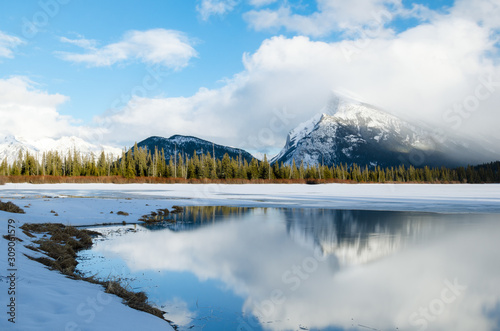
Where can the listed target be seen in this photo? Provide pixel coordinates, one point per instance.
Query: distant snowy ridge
(355, 132)
(10, 147)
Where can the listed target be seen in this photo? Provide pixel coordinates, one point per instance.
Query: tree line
(140, 162)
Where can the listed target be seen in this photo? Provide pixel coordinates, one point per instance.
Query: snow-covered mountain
(187, 145)
(10, 147)
(355, 132)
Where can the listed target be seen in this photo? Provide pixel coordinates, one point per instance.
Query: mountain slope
(12, 145)
(187, 145)
(362, 134)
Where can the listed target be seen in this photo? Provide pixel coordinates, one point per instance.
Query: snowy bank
(46, 300)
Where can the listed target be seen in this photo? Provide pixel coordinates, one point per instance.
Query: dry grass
(161, 215)
(61, 248)
(11, 238)
(11, 207)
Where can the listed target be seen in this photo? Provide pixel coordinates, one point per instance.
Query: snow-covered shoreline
(404, 197)
(47, 300)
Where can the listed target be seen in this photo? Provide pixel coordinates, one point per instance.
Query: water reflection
(286, 269)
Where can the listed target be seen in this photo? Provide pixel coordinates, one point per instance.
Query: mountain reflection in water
(286, 269)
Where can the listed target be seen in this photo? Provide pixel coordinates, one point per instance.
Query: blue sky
(225, 69)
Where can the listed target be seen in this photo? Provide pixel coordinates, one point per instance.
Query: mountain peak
(355, 132)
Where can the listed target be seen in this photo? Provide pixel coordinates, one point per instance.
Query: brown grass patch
(61, 248)
(11, 207)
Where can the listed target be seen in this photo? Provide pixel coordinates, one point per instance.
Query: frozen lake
(239, 268)
(276, 257)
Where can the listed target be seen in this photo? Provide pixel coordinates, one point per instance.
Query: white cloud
(7, 44)
(331, 16)
(157, 46)
(81, 42)
(29, 112)
(418, 74)
(209, 8)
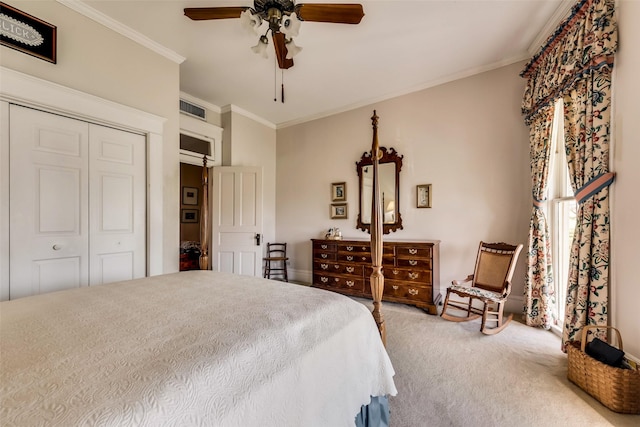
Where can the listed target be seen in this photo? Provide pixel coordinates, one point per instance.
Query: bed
(189, 348)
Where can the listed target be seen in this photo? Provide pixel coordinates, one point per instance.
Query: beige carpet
(450, 374)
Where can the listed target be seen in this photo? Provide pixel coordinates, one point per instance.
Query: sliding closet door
(117, 205)
(77, 206)
(48, 203)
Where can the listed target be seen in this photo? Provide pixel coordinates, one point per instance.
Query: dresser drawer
(350, 284)
(354, 257)
(324, 256)
(324, 246)
(423, 277)
(417, 263)
(354, 247)
(410, 251)
(394, 290)
(337, 268)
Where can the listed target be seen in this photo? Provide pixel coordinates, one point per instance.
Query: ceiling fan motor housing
(263, 7)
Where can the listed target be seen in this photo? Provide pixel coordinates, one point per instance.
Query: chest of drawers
(410, 268)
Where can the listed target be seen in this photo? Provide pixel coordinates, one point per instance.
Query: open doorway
(190, 215)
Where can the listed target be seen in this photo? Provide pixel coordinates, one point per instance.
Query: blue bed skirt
(375, 414)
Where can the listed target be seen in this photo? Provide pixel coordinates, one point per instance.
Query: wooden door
(48, 203)
(237, 220)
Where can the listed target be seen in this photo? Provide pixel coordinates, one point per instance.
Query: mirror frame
(387, 156)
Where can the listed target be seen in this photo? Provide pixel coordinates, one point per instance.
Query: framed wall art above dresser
(410, 268)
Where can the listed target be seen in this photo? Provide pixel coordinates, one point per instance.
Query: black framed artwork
(28, 34)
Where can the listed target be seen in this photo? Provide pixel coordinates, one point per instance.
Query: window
(561, 213)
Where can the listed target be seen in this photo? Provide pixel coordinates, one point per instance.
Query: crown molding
(99, 17)
(200, 102)
(247, 114)
(561, 13)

——

Count the lines in the records that contain the string "mountain", treating uppercase and lowercase as different, and reply with the number alone.

4